* Begin Material for this task *

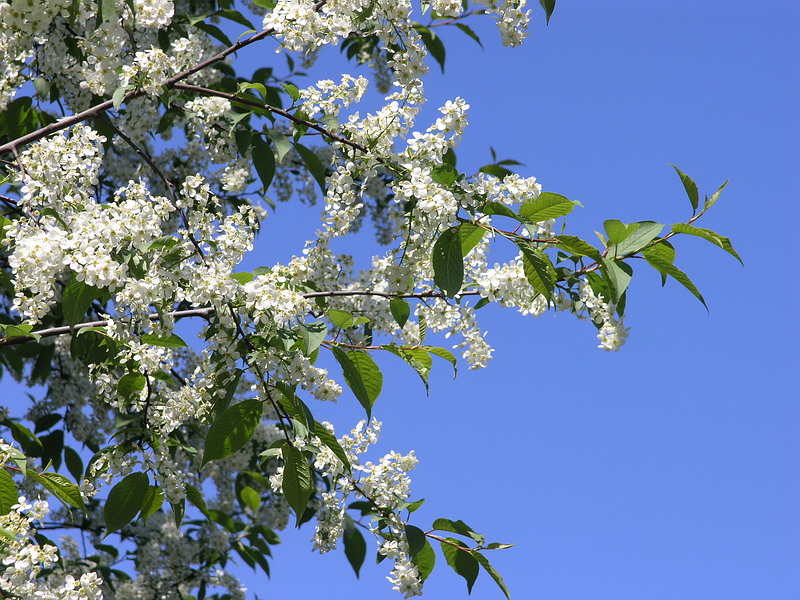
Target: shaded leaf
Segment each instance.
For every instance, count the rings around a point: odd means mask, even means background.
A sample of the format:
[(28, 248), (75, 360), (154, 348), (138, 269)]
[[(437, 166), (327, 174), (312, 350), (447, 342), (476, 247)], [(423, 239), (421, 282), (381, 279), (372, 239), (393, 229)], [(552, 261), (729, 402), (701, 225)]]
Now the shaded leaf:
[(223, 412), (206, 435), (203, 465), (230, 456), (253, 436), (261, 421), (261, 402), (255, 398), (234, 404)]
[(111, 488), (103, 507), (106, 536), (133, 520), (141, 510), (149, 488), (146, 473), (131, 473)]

* End Material for this task *
* Begin Material for this task *

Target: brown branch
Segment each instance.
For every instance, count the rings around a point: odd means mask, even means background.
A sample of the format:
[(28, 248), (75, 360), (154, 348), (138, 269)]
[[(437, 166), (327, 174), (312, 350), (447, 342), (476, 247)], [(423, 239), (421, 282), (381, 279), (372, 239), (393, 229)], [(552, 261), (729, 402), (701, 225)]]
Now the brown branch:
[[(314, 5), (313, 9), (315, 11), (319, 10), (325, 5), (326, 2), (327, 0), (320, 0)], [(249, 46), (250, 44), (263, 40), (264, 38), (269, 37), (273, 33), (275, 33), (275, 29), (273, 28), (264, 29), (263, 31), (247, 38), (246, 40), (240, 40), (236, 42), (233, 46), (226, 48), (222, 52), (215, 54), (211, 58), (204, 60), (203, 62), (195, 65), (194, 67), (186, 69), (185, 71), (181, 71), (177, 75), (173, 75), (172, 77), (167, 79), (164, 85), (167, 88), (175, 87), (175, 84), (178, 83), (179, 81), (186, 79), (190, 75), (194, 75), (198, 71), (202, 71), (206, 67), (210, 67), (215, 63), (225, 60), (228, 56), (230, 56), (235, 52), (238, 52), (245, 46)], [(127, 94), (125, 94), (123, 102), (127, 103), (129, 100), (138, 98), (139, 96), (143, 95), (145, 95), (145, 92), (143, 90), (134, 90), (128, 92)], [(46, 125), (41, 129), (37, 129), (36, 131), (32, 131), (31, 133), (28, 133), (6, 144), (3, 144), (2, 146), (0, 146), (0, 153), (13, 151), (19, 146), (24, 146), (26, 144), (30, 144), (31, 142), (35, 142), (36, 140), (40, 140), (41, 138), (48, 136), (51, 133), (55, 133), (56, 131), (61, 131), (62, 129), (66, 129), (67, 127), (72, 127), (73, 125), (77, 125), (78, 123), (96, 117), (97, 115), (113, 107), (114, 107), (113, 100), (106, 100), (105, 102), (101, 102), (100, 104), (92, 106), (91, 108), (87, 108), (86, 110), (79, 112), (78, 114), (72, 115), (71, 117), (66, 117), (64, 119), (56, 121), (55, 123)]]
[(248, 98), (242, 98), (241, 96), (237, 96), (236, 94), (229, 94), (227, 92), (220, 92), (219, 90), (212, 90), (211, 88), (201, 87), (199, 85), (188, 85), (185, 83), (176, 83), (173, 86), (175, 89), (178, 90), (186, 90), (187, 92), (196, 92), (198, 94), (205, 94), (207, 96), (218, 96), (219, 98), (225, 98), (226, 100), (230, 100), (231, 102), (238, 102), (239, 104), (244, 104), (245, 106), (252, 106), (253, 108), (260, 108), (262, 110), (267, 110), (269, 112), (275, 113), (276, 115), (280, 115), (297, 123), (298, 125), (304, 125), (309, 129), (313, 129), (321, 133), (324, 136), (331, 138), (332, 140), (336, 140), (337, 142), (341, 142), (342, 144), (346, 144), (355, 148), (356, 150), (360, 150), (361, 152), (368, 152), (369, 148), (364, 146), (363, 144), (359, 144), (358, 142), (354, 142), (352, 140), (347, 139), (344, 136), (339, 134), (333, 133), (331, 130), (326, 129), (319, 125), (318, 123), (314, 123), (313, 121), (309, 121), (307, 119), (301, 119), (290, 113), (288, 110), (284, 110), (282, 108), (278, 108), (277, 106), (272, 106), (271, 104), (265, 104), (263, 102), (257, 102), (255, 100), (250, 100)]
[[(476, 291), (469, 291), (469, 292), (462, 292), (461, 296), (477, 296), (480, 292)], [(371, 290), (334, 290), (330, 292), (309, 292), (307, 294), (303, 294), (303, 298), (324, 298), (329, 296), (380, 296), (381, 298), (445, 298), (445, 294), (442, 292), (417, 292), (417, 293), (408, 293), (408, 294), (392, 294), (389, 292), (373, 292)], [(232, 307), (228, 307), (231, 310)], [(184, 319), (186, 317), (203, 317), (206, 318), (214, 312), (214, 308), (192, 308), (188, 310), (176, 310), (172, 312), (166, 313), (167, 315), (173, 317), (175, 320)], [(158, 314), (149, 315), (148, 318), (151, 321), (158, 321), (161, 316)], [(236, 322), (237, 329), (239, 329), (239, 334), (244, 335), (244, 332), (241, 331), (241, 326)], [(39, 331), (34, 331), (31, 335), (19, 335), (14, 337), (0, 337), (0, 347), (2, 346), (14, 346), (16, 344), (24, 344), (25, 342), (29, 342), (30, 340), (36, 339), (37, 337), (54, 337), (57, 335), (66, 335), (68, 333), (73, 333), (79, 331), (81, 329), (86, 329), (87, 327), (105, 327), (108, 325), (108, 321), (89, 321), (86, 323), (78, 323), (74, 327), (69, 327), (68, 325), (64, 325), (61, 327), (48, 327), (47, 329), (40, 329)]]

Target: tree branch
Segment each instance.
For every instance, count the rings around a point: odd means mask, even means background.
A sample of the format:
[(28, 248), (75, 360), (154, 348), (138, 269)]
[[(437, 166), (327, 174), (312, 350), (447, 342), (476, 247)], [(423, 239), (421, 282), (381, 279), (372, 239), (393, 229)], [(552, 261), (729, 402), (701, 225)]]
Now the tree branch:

* End Material for this task *
* Begin Material for this task *

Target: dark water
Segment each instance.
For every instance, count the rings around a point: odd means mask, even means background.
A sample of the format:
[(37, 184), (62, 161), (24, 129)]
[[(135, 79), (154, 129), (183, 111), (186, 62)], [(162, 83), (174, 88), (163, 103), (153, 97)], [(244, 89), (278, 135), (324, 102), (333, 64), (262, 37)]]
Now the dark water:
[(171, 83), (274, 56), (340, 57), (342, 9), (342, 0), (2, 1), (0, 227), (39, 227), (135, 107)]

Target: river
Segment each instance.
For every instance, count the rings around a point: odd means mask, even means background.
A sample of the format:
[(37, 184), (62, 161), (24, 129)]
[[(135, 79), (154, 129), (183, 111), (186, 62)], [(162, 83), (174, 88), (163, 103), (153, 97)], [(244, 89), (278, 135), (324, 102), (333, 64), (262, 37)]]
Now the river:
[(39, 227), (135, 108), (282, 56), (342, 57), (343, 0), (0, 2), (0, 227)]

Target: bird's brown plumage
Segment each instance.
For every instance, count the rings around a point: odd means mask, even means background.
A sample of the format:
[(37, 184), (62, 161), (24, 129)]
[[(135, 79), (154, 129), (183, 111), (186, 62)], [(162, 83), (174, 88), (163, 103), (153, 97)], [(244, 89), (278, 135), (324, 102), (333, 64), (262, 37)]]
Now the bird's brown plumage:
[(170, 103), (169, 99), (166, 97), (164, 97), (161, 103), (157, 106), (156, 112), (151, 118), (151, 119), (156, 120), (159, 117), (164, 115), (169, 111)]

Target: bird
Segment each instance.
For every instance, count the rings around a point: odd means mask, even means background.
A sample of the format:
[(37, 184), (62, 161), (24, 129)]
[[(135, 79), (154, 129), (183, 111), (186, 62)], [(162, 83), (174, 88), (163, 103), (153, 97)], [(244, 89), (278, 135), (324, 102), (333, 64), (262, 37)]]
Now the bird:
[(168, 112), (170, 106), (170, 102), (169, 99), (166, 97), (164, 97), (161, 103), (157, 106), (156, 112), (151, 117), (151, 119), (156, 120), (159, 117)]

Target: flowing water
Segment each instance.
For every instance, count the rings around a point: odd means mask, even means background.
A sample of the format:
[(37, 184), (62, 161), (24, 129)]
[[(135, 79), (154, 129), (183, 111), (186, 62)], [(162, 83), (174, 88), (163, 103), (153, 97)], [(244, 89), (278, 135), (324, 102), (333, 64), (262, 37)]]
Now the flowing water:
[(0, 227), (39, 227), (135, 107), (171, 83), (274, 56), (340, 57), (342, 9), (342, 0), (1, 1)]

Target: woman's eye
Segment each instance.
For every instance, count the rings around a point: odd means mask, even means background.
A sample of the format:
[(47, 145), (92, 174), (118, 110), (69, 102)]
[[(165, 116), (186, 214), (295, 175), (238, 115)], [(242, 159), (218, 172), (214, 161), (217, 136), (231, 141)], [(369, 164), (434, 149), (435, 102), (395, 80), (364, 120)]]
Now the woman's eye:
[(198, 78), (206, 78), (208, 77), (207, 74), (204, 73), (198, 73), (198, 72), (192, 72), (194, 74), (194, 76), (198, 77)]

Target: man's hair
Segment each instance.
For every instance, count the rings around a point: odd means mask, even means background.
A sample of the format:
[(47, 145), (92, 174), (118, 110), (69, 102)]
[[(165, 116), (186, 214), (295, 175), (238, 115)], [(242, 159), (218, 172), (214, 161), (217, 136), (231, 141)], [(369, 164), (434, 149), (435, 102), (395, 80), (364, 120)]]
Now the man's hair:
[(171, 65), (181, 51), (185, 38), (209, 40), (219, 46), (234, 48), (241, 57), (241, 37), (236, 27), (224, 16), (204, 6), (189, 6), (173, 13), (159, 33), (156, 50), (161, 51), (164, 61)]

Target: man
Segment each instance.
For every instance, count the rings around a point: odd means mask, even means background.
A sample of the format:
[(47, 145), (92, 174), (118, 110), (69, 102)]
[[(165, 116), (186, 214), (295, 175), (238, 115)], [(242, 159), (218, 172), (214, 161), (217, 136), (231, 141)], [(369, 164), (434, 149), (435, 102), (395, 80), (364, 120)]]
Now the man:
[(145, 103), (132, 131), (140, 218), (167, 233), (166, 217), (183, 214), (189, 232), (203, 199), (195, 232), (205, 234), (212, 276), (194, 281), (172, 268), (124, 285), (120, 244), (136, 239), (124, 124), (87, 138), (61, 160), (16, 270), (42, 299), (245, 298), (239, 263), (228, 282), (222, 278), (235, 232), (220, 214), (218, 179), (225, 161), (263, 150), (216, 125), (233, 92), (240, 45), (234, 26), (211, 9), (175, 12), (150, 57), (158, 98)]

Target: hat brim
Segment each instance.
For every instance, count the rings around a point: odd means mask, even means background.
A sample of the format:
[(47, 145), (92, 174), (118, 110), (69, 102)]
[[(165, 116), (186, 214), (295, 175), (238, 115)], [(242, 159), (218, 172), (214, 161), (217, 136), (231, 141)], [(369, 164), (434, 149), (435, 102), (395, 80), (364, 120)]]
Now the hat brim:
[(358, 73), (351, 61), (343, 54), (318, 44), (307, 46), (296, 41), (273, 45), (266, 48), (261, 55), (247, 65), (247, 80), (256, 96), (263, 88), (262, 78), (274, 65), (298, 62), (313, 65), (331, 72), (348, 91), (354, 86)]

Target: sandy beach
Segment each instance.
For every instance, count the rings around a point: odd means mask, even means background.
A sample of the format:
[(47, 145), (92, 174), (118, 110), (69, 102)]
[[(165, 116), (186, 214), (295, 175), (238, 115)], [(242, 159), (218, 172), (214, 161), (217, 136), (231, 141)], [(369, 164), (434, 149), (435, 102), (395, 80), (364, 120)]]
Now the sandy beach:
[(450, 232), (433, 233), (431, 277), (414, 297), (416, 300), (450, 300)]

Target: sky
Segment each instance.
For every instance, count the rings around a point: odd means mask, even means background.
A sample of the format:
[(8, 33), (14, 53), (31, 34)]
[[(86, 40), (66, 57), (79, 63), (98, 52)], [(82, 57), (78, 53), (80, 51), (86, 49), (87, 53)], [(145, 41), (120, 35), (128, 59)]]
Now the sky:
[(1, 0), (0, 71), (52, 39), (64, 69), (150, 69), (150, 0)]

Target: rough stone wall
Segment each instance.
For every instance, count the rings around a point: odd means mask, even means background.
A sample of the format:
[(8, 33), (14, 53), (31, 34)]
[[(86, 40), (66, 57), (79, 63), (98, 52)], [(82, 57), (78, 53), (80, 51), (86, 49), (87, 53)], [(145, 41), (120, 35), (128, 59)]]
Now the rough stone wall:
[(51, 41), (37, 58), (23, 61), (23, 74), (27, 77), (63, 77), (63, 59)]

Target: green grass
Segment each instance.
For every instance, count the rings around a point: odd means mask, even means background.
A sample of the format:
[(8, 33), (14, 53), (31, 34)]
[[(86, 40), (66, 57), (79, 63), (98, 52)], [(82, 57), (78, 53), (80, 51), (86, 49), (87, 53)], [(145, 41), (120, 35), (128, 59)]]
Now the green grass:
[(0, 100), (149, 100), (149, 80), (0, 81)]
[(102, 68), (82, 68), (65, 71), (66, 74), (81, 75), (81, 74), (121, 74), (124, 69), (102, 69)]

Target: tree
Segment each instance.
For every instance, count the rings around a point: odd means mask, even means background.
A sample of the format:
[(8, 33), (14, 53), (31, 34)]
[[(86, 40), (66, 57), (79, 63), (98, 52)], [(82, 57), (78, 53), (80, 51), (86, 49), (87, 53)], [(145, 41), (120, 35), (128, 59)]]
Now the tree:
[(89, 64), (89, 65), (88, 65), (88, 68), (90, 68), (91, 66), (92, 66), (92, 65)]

* End Material for this task *

**Task prompt**
Starting at the line that contains "Target: woman's eye" and stopping after the line that contains "51), (164, 61)]", write those lines out again with "object" in place of "instance". Leave everything else unchanged.

**Written solution**
Target: woman's eye
Segment each object.
For every object, count the rings around a point: odd means mask, even means background.
A sample of the format:
[(47, 145), (92, 174), (118, 110), (69, 102)]
[[(165, 116), (186, 214), (295, 175), (238, 115)], [(242, 159), (218, 172), (214, 161), (217, 136), (231, 141)], [(369, 164), (434, 149), (435, 102), (395, 80), (364, 120)]]
Now the woman's eye:
[(198, 78), (206, 78), (208, 77), (207, 74), (204, 73), (198, 73), (198, 72), (192, 72), (194, 74), (194, 76), (198, 77)]

Target: man's hair
Segment each object.
For every object, count the rings around a point: odd means mask, even means background.
A sample of the format:
[(47, 145), (92, 174), (118, 110), (69, 102)]
[[(165, 116), (186, 214), (295, 175), (238, 115)], [(242, 159), (218, 172), (214, 161), (217, 136), (231, 141)], [(369, 164), (434, 149), (435, 102), (395, 80), (364, 120)]]
Now the man's hair:
[(171, 65), (181, 51), (185, 38), (209, 40), (219, 46), (234, 48), (241, 57), (241, 37), (236, 27), (224, 16), (204, 6), (189, 6), (173, 13), (159, 33), (156, 50), (161, 51), (164, 61)]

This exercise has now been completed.